──────── Data to use ────────

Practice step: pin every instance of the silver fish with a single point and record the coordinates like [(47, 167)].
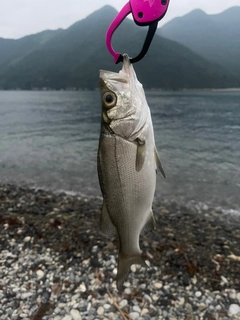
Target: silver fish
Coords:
[(127, 164)]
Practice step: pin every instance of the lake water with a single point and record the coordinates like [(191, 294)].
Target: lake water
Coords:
[(50, 139)]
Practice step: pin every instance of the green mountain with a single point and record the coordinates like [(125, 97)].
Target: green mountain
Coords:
[(215, 37), (72, 58)]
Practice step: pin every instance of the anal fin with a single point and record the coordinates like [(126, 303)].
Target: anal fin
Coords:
[(106, 226), (141, 153), (158, 163)]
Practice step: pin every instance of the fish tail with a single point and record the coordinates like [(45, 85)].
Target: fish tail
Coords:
[(124, 264)]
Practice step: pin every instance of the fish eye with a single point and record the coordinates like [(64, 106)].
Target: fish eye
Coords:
[(109, 99)]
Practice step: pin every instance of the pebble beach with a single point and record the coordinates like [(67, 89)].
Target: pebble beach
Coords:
[(55, 265)]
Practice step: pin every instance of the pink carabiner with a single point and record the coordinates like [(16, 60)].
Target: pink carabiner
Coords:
[(145, 12)]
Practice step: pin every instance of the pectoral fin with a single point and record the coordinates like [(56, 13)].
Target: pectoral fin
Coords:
[(106, 225), (150, 224), (158, 163), (141, 153)]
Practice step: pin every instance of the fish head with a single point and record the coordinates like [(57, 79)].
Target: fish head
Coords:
[(124, 105)]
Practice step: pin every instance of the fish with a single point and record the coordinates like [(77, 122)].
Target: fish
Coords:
[(127, 164)]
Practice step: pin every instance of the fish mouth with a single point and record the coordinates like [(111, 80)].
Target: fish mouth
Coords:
[(106, 75)]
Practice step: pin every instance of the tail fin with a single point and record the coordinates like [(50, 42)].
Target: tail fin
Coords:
[(124, 264)]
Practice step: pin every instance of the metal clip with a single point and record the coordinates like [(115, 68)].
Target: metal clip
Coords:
[(145, 13)]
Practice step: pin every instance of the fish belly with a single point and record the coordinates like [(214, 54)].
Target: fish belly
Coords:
[(127, 194)]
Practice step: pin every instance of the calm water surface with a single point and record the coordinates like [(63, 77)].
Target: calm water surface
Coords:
[(50, 140)]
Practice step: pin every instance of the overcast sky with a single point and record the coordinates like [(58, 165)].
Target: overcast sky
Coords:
[(23, 17)]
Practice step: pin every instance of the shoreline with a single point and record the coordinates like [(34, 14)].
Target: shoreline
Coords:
[(51, 247)]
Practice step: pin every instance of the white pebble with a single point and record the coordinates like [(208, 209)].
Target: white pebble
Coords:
[(26, 239), (198, 294), (75, 314), (234, 309), (75, 296), (127, 291), (82, 287), (158, 285), (133, 268), (144, 311), (40, 274), (225, 280), (100, 311), (136, 309), (26, 295), (181, 301), (123, 303), (238, 297)]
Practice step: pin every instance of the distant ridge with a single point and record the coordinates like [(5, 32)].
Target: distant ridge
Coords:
[(215, 37), (71, 58)]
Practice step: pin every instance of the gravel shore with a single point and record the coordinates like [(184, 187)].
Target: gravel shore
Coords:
[(54, 264)]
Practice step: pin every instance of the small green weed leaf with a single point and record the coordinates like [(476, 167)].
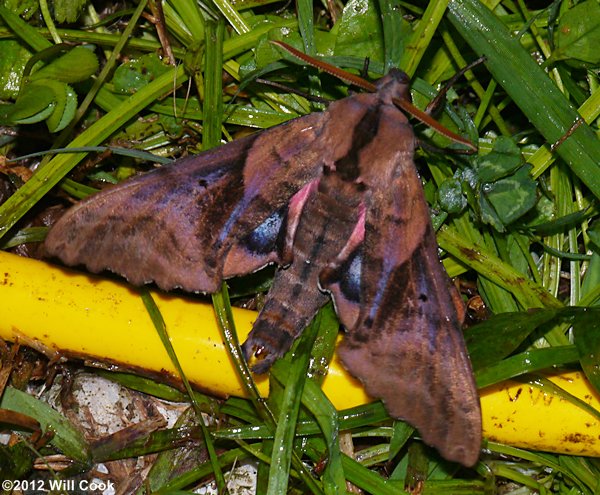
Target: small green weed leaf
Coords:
[(594, 234), (451, 197), (136, 74), (502, 334), (22, 8), (68, 10), (502, 189), (360, 32), (578, 34), (30, 107), (64, 110), (76, 65), (512, 197), (12, 63), (503, 160), (16, 461)]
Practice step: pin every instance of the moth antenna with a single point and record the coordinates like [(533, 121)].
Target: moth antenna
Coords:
[(405, 105), (330, 69), (433, 104), (428, 120), (289, 89)]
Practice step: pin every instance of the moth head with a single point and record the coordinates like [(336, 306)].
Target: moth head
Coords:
[(394, 86)]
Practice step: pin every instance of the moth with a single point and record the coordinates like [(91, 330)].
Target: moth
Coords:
[(335, 200)]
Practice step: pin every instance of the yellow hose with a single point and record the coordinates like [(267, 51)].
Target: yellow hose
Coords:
[(96, 319)]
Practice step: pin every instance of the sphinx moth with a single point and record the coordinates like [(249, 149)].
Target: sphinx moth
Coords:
[(335, 200)]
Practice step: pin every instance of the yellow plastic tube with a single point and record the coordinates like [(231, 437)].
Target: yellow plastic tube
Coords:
[(96, 319)]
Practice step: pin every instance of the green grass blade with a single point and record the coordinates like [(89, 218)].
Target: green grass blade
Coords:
[(49, 175), (529, 87)]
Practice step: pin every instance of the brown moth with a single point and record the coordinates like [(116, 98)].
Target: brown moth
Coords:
[(334, 199)]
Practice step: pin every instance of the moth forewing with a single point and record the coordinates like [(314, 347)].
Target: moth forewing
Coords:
[(337, 197)]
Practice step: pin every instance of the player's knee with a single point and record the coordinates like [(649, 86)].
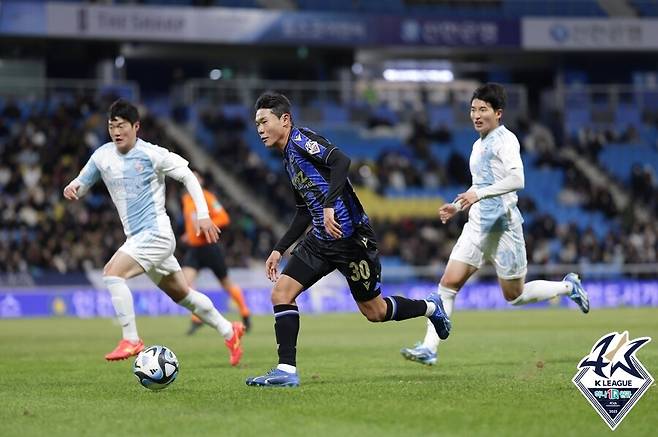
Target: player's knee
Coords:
[(450, 283), (281, 295), (107, 269)]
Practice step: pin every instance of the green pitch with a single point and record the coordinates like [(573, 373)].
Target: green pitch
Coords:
[(499, 374)]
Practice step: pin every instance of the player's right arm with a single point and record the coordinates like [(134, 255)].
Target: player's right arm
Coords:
[(88, 176), (299, 224)]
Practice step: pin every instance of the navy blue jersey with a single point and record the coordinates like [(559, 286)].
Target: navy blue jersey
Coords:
[(305, 158)]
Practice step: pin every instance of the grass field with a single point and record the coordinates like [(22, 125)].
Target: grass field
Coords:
[(500, 374)]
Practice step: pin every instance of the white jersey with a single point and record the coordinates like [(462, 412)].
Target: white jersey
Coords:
[(136, 183), (491, 160)]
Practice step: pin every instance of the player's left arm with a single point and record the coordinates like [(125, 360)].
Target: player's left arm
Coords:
[(510, 156), (218, 213), (175, 166), (339, 166), (320, 150)]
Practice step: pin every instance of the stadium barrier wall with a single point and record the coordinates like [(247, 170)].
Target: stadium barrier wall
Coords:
[(329, 295)]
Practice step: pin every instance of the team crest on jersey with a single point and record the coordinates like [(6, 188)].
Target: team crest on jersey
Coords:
[(612, 378), (312, 147)]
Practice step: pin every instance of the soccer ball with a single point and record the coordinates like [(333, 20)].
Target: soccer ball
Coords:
[(156, 367)]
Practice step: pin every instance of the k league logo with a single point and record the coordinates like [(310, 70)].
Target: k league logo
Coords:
[(612, 378)]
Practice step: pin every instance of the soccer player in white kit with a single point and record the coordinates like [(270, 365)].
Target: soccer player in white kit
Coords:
[(494, 229), (134, 172)]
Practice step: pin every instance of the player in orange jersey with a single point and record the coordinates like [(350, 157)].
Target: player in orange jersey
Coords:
[(202, 254)]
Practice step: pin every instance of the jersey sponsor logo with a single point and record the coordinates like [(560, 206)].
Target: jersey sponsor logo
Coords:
[(301, 182), (312, 147), (612, 378)]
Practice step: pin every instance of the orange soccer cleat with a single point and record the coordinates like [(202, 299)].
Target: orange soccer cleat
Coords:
[(234, 344), (125, 349)]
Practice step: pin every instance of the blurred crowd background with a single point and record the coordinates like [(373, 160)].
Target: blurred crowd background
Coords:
[(589, 136)]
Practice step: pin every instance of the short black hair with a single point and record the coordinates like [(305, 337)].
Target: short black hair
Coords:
[(492, 93), (276, 102), (124, 109)]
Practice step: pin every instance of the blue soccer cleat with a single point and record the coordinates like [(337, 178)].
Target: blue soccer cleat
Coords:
[(274, 378), (419, 354), (439, 318), (578, 294)]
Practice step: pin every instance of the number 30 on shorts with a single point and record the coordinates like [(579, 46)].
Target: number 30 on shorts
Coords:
[(360, 270)]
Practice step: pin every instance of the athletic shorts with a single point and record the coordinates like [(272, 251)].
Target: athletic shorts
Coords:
[(209, 256), (505, 249), (154, 252), (356, 257)]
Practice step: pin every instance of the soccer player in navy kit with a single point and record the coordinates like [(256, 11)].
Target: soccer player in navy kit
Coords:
[(341, 238)]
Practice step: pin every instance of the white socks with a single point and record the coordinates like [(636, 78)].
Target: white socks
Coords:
[(202, 306), (431, 340), (537, 291), (122, 300)]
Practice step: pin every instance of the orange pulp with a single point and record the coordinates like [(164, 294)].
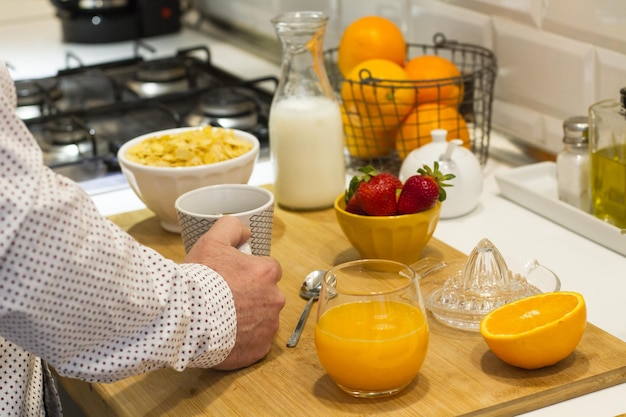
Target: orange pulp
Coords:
[(372, 346)]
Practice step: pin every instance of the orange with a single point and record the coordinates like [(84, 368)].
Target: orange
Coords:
[(437, 79), (379, 92), (364, 140), (367, 38), (536, 331), (415, 129)]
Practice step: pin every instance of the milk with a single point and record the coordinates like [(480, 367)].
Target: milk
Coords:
[(306, 145)]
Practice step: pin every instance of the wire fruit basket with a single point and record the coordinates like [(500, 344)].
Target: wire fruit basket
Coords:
[(381, 132)]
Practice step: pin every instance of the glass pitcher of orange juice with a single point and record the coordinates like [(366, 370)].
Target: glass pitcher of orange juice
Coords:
[(371, 334)]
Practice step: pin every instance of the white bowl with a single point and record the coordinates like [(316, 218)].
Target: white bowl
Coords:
[(159, 187)]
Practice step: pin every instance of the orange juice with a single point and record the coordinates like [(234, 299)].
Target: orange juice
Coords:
[(372, 345)]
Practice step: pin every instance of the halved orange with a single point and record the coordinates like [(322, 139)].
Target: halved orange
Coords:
[(536, 331)]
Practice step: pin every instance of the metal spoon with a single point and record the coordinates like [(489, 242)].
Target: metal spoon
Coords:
[(309, 290)]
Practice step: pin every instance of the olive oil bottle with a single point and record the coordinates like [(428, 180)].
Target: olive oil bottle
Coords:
[(607, 135)]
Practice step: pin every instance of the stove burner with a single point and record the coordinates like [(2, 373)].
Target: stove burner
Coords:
[(159, 77), (65, 131), (229, 107), (67, 140), (34, 97)]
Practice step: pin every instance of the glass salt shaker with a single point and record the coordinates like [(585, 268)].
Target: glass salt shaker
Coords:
[(305, 126), (572, 164)]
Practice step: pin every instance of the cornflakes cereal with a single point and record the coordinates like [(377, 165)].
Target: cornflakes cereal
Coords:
[(191, 148)]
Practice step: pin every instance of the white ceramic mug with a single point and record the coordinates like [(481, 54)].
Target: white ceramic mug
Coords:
[(199, 209)]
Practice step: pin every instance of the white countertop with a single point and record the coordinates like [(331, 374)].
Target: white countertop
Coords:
[(33, 49)]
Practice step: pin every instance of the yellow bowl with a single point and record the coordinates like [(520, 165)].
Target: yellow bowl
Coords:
[(399, 238)]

────────

**What to do:** Print the lines from the one containing "Practice step: pin every instance of the player's left" to the one containing "[(510, 156), (218, 213), (175, 166), (339, 166), (320, 150)]", both included, without any change.

**Written response:**
Practice step: pin every instance of the player's left arm with a single point and record the coordinates like [(125, 360)].
Target: player's left arm
Coords:
[(510, 156), (218, 213), (175, 166), (339, 166), (320, 150)]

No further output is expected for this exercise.